[Begin DATA]

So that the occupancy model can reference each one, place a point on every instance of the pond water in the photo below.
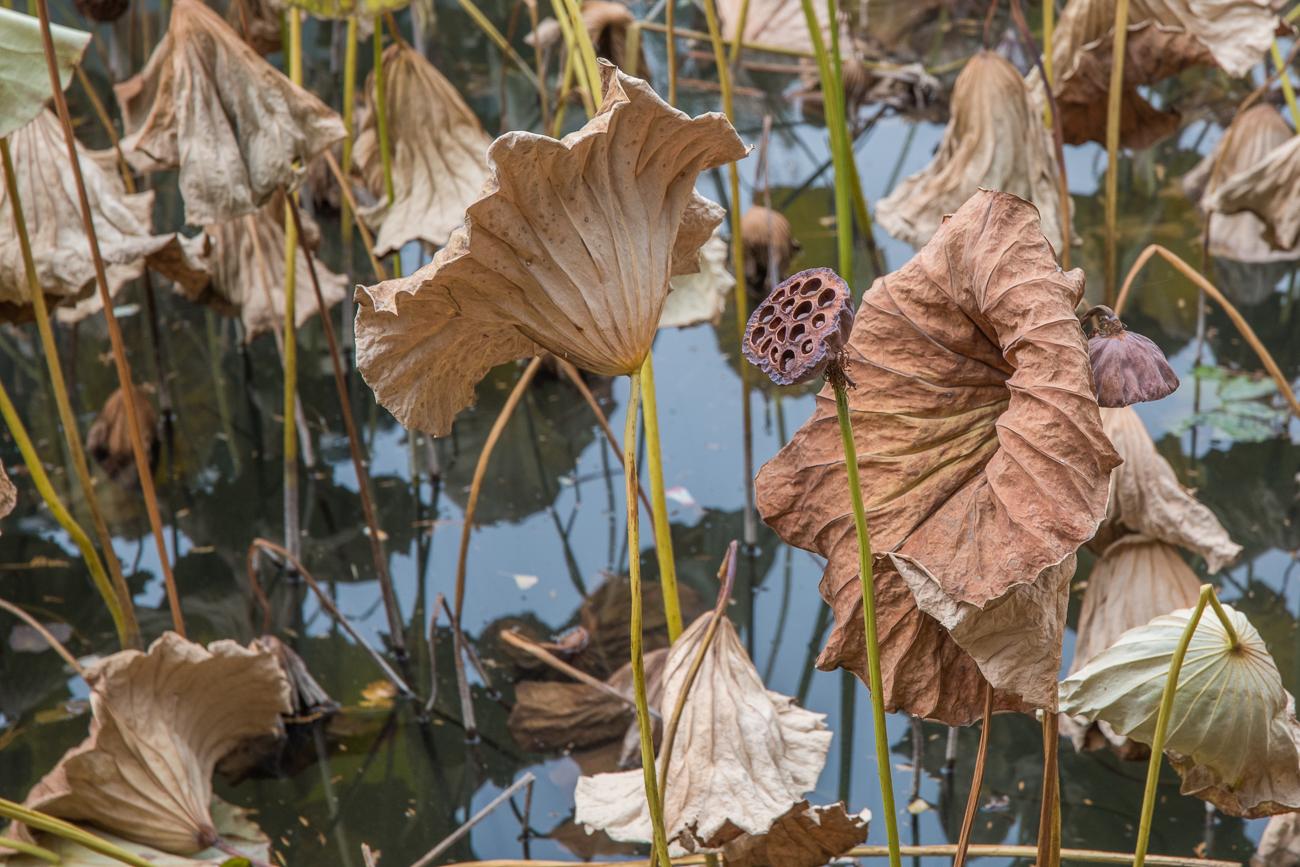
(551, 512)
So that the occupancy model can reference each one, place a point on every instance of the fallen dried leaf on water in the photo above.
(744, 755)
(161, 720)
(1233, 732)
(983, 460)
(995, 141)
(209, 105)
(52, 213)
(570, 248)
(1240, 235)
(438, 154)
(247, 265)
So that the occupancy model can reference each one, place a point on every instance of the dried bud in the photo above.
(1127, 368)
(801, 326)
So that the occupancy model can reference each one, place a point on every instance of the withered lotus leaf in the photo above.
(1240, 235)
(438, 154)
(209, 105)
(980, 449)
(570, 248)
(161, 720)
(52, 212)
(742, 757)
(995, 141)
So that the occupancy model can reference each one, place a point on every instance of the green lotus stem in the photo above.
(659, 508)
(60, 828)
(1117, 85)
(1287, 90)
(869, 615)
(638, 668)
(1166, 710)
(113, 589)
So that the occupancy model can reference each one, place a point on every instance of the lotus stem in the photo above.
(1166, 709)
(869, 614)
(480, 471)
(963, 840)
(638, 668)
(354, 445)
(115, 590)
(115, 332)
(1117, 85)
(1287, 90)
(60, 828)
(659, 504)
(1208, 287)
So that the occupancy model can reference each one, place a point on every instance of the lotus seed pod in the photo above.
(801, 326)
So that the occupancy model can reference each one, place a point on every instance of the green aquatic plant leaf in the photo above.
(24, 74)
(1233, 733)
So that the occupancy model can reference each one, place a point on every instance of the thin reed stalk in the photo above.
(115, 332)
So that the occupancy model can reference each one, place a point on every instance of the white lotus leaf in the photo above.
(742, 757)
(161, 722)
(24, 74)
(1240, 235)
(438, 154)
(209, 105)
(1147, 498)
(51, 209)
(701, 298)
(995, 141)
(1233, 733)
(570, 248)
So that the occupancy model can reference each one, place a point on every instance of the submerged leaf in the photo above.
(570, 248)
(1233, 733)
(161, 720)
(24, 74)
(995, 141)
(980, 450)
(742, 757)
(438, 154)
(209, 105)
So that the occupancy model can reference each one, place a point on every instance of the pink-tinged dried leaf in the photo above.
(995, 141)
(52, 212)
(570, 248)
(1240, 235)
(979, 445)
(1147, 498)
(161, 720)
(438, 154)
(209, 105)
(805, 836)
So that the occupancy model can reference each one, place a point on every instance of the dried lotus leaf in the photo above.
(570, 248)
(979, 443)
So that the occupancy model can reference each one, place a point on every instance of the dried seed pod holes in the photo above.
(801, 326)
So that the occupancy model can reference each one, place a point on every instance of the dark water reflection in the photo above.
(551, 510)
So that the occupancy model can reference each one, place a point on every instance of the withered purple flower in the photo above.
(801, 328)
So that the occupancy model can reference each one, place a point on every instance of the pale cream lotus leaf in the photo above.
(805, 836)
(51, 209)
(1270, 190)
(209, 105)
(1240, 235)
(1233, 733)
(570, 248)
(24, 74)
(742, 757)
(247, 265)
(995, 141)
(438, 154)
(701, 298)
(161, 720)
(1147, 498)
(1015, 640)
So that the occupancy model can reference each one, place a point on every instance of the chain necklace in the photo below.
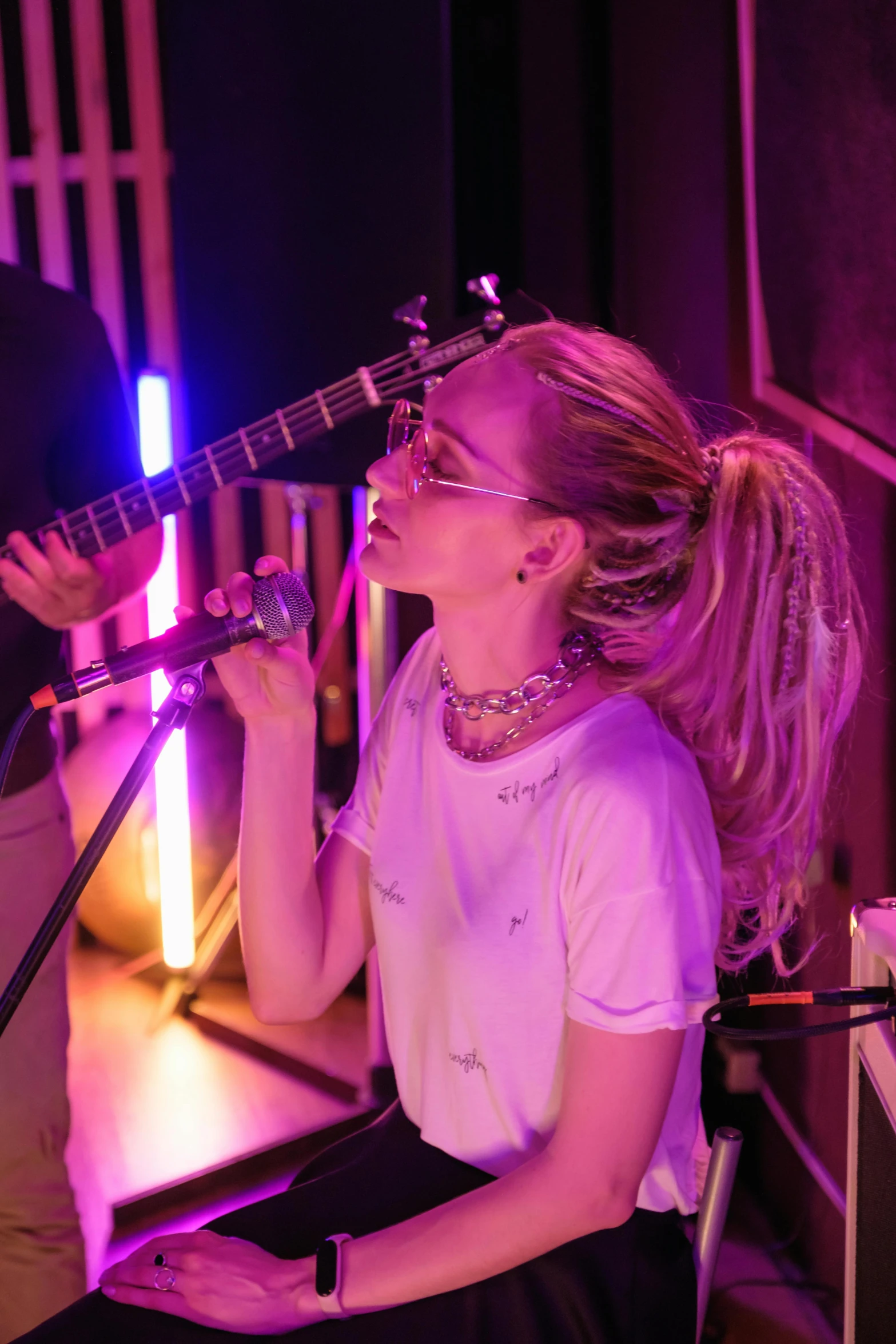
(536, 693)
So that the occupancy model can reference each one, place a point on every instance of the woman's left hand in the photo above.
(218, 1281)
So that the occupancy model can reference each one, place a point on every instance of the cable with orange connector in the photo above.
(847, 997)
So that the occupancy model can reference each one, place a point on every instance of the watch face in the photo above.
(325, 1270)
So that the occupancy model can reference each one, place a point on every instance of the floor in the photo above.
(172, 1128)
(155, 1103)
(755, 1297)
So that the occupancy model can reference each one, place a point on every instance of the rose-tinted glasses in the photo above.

[End DATA]
[Begin DATA]

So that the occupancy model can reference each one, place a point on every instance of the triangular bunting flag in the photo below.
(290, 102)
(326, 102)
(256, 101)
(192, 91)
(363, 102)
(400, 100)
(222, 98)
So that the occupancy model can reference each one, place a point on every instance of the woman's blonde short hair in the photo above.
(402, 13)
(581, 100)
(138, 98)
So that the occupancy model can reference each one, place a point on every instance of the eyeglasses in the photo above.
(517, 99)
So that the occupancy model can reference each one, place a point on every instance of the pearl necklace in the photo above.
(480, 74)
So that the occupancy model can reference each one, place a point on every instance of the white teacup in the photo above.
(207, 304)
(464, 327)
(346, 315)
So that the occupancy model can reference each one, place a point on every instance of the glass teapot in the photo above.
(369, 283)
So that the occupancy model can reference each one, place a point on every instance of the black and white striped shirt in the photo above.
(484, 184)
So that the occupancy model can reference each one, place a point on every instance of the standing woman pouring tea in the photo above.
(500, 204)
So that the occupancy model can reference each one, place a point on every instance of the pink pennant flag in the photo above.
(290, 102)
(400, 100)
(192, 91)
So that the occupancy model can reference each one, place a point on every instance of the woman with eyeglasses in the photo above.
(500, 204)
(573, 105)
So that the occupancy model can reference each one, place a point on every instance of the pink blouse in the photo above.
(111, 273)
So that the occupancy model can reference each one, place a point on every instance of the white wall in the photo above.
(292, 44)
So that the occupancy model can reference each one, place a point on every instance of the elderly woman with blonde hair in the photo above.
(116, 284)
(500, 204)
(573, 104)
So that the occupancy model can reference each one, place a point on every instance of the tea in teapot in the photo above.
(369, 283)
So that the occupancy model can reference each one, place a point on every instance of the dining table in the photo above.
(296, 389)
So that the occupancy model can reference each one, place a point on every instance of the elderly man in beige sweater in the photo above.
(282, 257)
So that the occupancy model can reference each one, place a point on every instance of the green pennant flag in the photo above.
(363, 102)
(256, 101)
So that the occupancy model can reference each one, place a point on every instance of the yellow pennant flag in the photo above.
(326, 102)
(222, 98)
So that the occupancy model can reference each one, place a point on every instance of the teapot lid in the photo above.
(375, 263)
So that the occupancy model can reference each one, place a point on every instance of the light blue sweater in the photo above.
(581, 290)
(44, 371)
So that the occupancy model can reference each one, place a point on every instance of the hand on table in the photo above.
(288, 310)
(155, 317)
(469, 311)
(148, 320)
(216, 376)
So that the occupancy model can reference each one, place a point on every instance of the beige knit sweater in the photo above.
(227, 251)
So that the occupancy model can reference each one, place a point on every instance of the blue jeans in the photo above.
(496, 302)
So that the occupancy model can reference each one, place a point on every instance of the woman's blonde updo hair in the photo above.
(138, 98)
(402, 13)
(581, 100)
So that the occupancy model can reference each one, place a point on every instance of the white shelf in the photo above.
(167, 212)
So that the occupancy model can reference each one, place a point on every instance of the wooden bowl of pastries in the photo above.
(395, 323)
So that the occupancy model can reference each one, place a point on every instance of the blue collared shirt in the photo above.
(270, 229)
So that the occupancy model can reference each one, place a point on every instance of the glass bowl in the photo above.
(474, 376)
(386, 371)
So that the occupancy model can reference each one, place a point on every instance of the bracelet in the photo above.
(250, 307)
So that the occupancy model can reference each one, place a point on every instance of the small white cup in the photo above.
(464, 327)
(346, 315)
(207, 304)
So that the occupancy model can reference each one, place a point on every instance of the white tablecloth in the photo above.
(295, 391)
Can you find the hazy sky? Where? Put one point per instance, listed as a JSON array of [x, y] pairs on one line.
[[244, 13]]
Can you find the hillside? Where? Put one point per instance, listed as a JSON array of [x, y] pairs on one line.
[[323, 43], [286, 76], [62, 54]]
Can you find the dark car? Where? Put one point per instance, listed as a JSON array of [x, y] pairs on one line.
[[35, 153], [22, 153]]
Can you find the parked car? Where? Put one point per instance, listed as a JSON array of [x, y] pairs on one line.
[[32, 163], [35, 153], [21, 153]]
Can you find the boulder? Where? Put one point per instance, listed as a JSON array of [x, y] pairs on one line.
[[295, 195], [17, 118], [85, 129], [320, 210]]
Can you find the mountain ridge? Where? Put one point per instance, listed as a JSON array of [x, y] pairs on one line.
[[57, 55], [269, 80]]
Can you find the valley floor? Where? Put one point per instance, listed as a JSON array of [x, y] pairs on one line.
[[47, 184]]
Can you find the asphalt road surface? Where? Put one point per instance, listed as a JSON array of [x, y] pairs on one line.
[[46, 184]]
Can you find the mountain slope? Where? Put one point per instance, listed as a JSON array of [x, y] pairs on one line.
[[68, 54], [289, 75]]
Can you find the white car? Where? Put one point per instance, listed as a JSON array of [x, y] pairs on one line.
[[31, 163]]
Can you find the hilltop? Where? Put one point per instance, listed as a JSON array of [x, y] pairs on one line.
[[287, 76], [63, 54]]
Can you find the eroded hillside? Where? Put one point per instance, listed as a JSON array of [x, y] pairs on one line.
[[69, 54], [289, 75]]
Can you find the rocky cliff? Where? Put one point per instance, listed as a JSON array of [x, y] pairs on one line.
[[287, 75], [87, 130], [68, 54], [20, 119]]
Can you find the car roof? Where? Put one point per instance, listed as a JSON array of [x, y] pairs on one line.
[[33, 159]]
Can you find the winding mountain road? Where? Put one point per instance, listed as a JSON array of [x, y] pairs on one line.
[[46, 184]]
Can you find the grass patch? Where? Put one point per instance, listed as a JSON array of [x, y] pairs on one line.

[End DATA]

Repeat the material verbatim, from the line containing "dried leaf in the photo above." down to the line containing "(218, 1281)", including both of those lines. Leave the pictures out.

### [THE OUTPUT]
So that the occupancy model can reference each one, place a point on every instance of the pink-tinged dried leaf in the photo above.
(995, 141)
(52, 212)
(570, 248)
(1240, 235)
(979, 445)
(1147, 498)
(161, 720)
(438, 154)
(209, 105)
(805, 836)
So that the occupancy model can reference each one, place a point on every instance of the dried lotus leaf in the photo above.
(570, 248)
(979, 443)
So that the occupancy model can reference each one, place a point on every instance of the dried seed pod holes in the photo above.
(801, 326)
So that the occupancy model can reference each one, place a point on every instance of the dark water reflection in the photo above.
(551, 510)
So that the occupancy model can reference each one, place a point on every instance of the withered purple flower in the photo above.
(801, 328)
So that the occupancy model can reference each one, place a point on every instance of the pale cream lotus leaf in the photo above.
(805, 836)
(51, 209)
(1270, 190)
(209, 105)
(1240, 235)
(1233, 733)
(570, 248)
(24, 74)
(742, 757)
(247, 265)
(995, 141)
(438, 154)
(701, 298)
(161, 720)
(1147, 498)
(1015, 640)
So that the occupancy model can reference each one, place a point on every instance of the chain necklace in the photo below.
(536, 693)
So that the occupancy model can reference each one, place a point on every instance of the woman's left hand in the photo above.
(218, 1281)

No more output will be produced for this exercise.